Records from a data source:
>>>
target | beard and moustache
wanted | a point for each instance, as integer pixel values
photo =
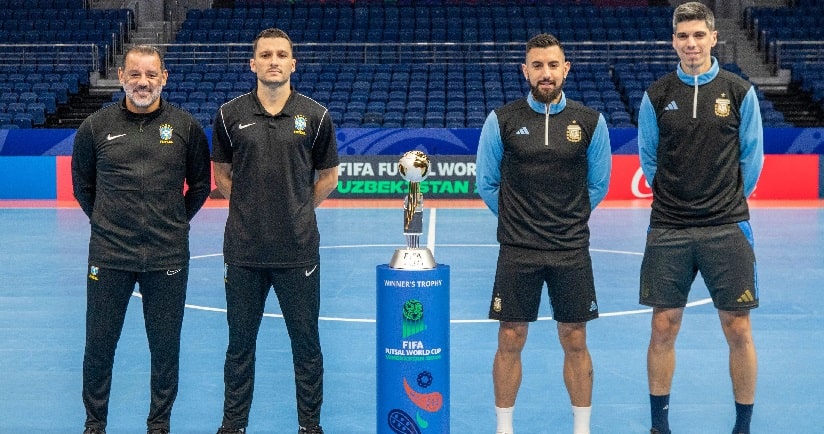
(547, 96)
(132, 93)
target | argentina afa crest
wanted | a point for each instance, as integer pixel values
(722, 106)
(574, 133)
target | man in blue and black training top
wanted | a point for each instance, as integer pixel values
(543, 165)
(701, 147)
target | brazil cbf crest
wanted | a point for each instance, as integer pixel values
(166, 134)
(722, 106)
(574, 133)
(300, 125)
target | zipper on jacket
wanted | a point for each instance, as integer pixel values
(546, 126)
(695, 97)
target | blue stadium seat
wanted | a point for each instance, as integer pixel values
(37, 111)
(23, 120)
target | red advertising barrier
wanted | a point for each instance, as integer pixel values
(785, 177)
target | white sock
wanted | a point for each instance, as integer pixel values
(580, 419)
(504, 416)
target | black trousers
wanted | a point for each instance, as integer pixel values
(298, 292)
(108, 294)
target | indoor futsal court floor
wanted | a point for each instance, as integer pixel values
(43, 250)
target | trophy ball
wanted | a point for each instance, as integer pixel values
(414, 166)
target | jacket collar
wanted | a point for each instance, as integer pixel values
<<<
**Description of the task:** Could you give all of the data again exactly as written, omitting any pictures?

**Exercise output:**
target | beard and moustache
wanted | a point for each instance, as integer pixel values
photo =
(547, 96)
(132, 93)
target | argentina afa crest
wanted | a point for each instance, as integer pixel values
(722, 106)
(574, 133)
target | man in blue and black training top
wanted | a point for each instance, as integer pixel values
(543, 165)
(701, 147)
target | brazil cbf crest
wanted | a point for each instance, as integer pixel values
(166, 134)
(722, 106)
(574, 133)
(300, 125)
target | zipper on jacket
wanted | a point for each instance, as integer pixel values
(546, 126)
(695, 97)
target | blue stadium seat
wanted | a point for each instance, as integer pixel values
(37, 111)
(23, 120)
target | red advertising barrier
wanted | a point for each instance, as integer pixel values
(785, 177)
target | white sock
wanted | a point for each instance, as integer pixel values
(580, 419)
(504, 416)
target | black trousers
wanted | a point for each instance, as integer pixel values
(298, 292)
(108, 294)
target | indoor futsal court floor
wanted | a point for each instance, as integer pixel values
(43, 250)
target | trophy ball
wanted | a point for each instance, as integer pixel values
(414, 166)
target | jacket collar
wanted | a point for each instance, as integer pixel values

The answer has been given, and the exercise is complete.